• [Work instructions]:
Continue the piece on AI and radio jobs, starting right after its final sentence.

• [Extract]:
+++++

In a recent Op-Ed for The Guardian, Daniel Kehlmann described a conversation with a Hollywood screenwriter friend about an advanced screenplay AI still in development. Kehlmann’s friend tested the AI by describing a miniseries – characters, plot, and atmosphere – and within minutes, the AI produced all the episodes, fully written and ready for production. The result was smart, targeted, witty, and creative. The screenwriter’s ultimate takeaway from the experience? 

“I have three years left. Maybe five if I’m lucky.”

The rise of ChatGPT and the Large Language Model have directly correlated to a rising sense of unease among many creatives in and out of radio, which is, in my eyes, completely justified. I deeply love this industry, but we haven’t exactly proven we will always protect the artistry of our business when given the choice over cost.

Jacobs Media’s just-released AQ6 data shows 77% of air talent are worried AI will lead to on-air jobs being lost. That’s up 1% from last year. There’s a reason why agents and unions are building protective clauses into the contracts of talent and workers to shield them from bad-faith uses of generative AI.

Some days it feels like the industries safest from AI replacements are ditch diggers and plumbers.

+++++

• [Listed records]:
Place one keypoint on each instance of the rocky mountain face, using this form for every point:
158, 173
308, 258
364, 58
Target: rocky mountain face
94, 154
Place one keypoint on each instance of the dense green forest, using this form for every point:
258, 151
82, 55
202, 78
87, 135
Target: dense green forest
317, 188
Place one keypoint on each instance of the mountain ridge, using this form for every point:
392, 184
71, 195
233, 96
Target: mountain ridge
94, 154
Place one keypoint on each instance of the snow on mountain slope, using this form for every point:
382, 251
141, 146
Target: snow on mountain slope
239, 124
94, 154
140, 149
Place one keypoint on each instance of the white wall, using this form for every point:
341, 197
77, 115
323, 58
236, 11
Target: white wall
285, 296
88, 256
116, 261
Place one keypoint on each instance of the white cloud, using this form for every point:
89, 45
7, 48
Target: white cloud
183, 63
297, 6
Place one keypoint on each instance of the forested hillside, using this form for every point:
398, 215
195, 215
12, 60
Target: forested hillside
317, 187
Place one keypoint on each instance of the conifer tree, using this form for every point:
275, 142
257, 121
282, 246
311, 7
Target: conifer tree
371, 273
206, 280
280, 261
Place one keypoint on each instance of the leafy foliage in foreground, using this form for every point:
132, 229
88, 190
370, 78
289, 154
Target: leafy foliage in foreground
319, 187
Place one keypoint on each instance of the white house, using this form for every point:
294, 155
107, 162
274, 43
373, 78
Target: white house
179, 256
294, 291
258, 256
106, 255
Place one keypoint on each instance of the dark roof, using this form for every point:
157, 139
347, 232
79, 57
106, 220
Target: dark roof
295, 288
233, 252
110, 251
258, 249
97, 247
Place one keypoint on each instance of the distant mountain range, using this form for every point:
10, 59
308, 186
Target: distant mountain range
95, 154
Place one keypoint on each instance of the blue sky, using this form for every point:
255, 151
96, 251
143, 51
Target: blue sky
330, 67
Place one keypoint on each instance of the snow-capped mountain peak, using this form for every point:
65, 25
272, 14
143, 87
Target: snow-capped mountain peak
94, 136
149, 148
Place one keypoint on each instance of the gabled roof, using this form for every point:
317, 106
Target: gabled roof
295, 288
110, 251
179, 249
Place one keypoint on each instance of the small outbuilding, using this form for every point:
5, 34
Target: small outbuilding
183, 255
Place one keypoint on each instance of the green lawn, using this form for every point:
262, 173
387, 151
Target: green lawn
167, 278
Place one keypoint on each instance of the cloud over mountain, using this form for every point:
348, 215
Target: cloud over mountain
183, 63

+++++

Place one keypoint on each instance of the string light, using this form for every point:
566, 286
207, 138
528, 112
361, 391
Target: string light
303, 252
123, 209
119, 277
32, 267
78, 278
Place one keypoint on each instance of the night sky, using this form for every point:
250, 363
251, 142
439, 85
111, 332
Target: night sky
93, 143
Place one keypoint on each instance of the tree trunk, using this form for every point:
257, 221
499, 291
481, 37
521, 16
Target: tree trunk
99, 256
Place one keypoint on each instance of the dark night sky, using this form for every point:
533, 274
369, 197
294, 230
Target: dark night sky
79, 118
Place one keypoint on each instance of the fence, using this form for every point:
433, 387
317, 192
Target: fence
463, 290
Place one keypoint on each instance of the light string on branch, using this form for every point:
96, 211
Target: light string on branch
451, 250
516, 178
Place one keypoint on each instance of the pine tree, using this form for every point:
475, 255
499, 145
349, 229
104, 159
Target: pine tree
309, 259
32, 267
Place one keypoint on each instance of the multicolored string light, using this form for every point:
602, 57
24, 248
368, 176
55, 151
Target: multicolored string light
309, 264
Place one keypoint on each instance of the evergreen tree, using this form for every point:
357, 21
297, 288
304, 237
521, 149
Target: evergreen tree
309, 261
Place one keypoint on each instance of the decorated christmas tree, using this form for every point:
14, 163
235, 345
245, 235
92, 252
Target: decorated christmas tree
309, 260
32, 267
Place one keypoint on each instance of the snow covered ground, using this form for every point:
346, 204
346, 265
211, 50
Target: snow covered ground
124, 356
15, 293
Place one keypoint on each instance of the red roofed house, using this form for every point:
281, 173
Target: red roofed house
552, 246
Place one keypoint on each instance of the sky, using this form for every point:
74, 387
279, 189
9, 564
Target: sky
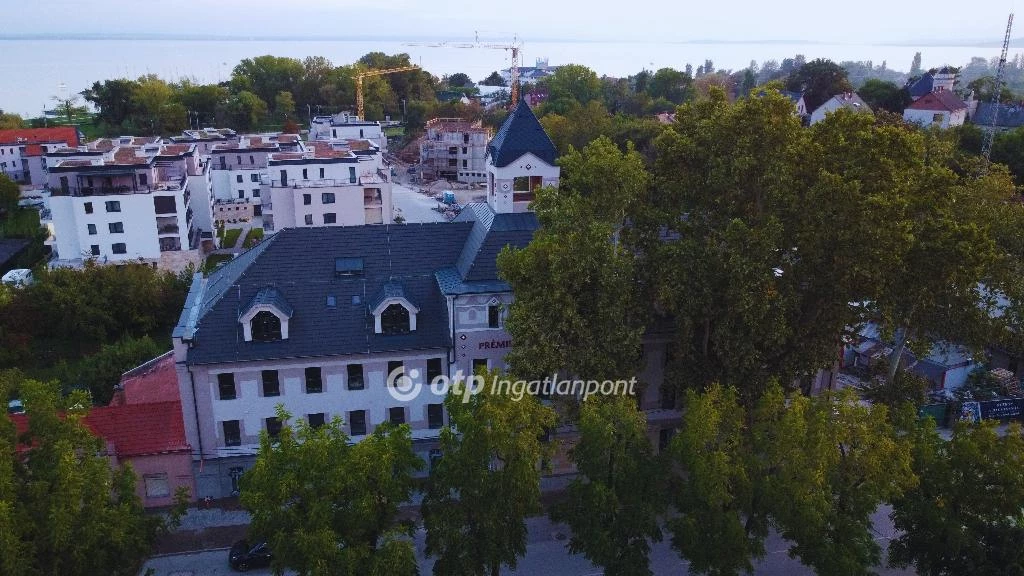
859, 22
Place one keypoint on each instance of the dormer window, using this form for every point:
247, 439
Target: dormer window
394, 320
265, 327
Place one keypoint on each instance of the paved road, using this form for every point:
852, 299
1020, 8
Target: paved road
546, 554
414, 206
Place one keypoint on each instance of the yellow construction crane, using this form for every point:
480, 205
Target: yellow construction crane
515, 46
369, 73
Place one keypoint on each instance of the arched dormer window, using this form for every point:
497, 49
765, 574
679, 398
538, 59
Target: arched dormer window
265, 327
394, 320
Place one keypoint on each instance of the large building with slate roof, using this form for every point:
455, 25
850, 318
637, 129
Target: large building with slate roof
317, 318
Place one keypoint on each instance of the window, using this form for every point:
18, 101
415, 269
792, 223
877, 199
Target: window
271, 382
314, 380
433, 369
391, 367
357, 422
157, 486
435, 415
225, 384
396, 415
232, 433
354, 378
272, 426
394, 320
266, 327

+++++

• [Response area]:
During my Production Director days, if someone had given me the choice of having an AI bot to take care of affidavits or one to write complete commercials for me, I would have chosen affidavits in a heartbeat. (Some have the “dead air” dreams. Me? Endless affidavit nightmares.) They’re important, but not what I joined radio to do. I would have happily traded all the time I spent selecting (Y) for time to think of new copy that made my AEs nervous.

It’s only a matter of time until a group okays an AI-generated spec spot to go straight to air after the client says yes to the idea. And I don’t blame the companies that create those products for the loss – the blame would lay on those that would take the final shortcut. The same goes for air talent. There’s a difference between, “We can’t afford a hire,” and, “Why should we pay for a hire?”

Why should I pay my hard-earned money to go see the latest blockbuster in a movie theater, when I can just pirate it on my computer at home? Well, not only is it a higher quality experience for the audience, but it supports the entire chain that creates that content in the first place.

Am I anti-AI? Not at all. There are phenomenal ways AI assists creatives – assists being the keyword. I simply think it would be a travesty if we all looked up from our prompt boxes ten years from now and realized we had left the fun parts of radio up to a machine. Creating a good commercial is fun. Hitting post is fun. The humanity of radio is fun.

We shouldn’t fear AI, but we should all fear the day we choose to completely automate the creative process.

Cameron Coats is the Online Editor for Radio Ink.